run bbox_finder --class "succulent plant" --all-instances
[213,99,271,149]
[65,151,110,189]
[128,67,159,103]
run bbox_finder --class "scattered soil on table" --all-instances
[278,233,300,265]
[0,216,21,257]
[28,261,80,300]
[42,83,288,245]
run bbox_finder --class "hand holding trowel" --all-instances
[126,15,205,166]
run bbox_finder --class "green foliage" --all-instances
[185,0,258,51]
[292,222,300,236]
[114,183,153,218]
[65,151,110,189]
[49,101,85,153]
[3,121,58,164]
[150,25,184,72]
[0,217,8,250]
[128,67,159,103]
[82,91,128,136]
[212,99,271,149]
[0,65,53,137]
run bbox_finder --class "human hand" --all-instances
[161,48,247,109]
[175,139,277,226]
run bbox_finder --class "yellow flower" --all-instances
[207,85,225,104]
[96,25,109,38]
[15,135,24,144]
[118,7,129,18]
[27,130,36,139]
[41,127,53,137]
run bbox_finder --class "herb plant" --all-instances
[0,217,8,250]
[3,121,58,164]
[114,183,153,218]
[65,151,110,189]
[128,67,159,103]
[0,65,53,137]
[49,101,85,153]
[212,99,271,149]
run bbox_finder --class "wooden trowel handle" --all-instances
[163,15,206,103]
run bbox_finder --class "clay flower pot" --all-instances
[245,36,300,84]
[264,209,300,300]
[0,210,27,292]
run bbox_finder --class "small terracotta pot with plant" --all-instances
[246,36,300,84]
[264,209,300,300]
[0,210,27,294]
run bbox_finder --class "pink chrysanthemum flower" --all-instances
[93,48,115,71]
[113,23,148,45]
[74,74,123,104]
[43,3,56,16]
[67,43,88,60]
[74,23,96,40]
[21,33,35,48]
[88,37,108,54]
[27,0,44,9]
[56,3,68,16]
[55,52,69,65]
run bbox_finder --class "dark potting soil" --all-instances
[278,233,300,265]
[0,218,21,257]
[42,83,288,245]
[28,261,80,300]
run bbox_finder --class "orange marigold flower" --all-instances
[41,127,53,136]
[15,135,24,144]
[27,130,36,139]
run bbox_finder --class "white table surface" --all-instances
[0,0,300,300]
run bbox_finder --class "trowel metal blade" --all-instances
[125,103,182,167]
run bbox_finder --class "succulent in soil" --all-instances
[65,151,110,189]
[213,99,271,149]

^^^^^^^^^^^^^^^^

→ AIM
Convert every line of the records above into a JSON list of strings with one string per line, and omit any blank lines.

→ RESPONSE
[
  "run bbox_finder --class \"succulent plant\" --all-instances",
  "[213,99,271,149]",
  "[65,151,110,189]",
  "[128,67,159,103]",
  "run bbox_finder --class \"scattered soil on table\" --all-instances",
  "[278,233,300,265]",
  "[0,216,21,257]",
  "[28,261,80,300]",
  "[42,83,288,245]",
  "run bbox_finder --class \"hand holding trowel\" --all-instances",
  "[126,15,205,166]",
  "run bbox_finder --class \"green foliage\" --all-instances",
  "[185,0,258,51]",
  "[292,222,300,236]",
  "[114,183,153,218]",
  "[65,151,110,189]",
  "[49,101,85,153]",
  "[3,121,58,164]",
  "[150,25,184,72]",
  "[0,217,8,250]",
  "[128,67,159,103]",
  "[82,91,128,136]",
  "[212,99,271,149]",
  "[0,65,53,137]",
  "run bbox_finder --class \"human hand\" --all-instances",
  "[161,48,247,109]",
  "[175,139,277,226]",
  "run bbox_finder --class \"yellow flower\" --all-instances",
  "[207,85,225,104]",
  "[96,25,109,38]",
  "[15,135,24,144]",
  "[118,7,129,18]",
  "[27,130,36,139]",
  "[41,127,53,137]",
  "run bbox_finder --class \"herb plant\" --all-instances",
  "[0,217,8,250]",
  "[3,121,58,164]",
  "[114,183,153,218]",
  "[65,151,110,189]",
  "[128,67,159,103]",
  "[0,65,53,137]",
  "[49,101,85,153]",
  "[212,99,271,149]",
  "run bbox_finder --class \"wooden trowel handle\" --all-instances",
  "[163,15,206,103]",
  "run bbox_finder --class \"clay flower pot\" --all-instances",
  "[245,36,300,84]",
  "[264,209,300,300]",
  "[0,210,27,292]",
  "run bbox_finder --class \"small terracotta pot with plant\" --all-instances",
  "[246,36,300,84]",
  "[264,209,300,300]",
  "[0,210,27,294]",
  "run bbox_finder --class \"pink chrysanthemum flower\" --all-instances",
  "[93,48,115,71]",
  "[113,23,148,45]",
  "[74,74,123,104]",
  "[43,3,56,16]",
  "[67,43,88,60]",
  "[74,23,96,40]",
  "[21,33,35,48]",
  "[88,37,108,54]",
  "[27,0,44,9]",
  "[56,3,68,16]",
  "[55,52,69,65]",
  "run bbox_finder --class \"dark potting soil\" --all-instances",
  "[278,233,300,265]",
  "[0,218,21,257]",
  "[42,83,288,245]",
  "[28,261,80,300]",
  "run bbox_finder --class \"orange marigold flower\" --all-instances",
  "[41,127,53,136]",
  "[15,135,24,144]",
  "[27,130,36,139]",
  "run bbox_finder --class \"white table surface\" --all-instances",
  "[0,0,300,300]",
  "run bbox_finder --class \"trowel metal blade\" --all-instances",
  "[125,103,182,167]",
  "run bbox_finder --class \"succulent in soil\" --all-instances",
  "[65,151,110,189]",
  "[213,99,271,149]"
]